● **STATED TASK**
Pick out and copy every line of the records below that contains the string "shrub". Matching is case-sensitive.

Begin GIVEN INFORMATION

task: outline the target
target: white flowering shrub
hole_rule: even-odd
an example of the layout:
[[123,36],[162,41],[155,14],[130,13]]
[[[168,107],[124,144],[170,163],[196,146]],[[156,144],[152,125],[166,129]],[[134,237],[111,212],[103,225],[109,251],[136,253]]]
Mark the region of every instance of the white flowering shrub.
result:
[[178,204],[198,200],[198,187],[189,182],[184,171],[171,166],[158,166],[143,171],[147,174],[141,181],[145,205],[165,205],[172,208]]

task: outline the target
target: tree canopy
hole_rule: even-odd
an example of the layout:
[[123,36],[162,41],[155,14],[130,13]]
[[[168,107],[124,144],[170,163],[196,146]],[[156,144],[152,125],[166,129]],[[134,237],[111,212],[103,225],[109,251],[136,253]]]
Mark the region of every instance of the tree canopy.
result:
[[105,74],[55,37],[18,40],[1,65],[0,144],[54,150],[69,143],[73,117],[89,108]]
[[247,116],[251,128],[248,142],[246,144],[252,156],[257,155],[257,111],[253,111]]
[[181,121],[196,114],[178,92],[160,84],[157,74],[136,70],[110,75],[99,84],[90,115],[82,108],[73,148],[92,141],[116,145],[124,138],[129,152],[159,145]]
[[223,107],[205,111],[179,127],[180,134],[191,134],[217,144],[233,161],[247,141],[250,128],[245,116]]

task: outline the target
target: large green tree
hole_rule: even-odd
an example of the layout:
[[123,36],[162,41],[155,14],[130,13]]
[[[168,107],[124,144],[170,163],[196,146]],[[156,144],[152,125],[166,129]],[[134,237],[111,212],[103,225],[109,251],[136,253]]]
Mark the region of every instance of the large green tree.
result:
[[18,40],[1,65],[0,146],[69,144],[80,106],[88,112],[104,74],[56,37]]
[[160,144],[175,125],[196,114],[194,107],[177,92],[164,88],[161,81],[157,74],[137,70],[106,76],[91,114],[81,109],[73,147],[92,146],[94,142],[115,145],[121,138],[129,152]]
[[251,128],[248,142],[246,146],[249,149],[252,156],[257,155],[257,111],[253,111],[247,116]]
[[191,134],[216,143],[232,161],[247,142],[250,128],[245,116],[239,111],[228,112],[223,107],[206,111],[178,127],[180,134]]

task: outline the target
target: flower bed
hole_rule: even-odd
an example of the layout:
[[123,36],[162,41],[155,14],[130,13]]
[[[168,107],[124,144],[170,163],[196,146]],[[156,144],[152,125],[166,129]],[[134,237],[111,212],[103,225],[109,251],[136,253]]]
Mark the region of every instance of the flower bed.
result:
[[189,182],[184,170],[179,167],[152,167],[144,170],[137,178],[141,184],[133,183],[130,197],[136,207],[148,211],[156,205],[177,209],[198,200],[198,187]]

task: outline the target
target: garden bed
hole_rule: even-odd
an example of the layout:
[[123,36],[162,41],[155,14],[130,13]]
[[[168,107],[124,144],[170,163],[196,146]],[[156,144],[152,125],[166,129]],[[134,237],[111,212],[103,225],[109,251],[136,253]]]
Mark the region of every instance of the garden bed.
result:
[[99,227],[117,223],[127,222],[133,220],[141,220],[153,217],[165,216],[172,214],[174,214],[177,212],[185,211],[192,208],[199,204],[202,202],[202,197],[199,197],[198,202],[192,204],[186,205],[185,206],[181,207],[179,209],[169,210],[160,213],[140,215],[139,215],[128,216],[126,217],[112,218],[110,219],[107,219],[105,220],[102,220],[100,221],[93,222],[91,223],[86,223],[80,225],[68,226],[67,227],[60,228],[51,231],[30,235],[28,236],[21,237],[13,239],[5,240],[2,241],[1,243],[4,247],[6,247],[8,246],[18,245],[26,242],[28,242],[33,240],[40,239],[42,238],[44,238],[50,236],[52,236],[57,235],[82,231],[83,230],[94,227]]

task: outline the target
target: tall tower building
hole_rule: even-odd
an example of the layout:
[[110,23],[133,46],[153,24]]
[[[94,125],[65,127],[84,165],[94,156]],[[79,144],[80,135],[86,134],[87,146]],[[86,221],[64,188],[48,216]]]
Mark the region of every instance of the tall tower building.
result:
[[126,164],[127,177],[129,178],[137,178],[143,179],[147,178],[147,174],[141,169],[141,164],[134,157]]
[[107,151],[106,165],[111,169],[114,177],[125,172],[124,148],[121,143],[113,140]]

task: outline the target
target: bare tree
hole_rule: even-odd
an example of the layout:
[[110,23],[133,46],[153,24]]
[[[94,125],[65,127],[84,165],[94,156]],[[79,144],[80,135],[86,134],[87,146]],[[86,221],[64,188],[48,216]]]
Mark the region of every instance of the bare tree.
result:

End GIVEN INFORMATION

● **THE SOLUTION**
target: white flowering shrub
Mark the region of every instance of the white flowering shrub.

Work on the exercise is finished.